# INSTRUCTIONS FOR THE TASK
Copy out every line of the entries below, including the requests. Scale each coordinate in the answers by 2.05 and round it to a whole number, rounding halves up.

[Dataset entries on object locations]
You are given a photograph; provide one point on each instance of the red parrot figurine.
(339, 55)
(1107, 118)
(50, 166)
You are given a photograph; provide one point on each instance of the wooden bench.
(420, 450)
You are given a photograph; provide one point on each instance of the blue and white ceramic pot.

# TASK ANSWER
You are given a photograph; provide one point on each instance of the red parrot figurine.
(695, 113)
(2269, 242)
(103, 340)
You are given a photograph; provide one point on each instance of the wooden bench.
(861, 923)
You are given a photograph; provide one point on each instance of the blue and white ceramic pot.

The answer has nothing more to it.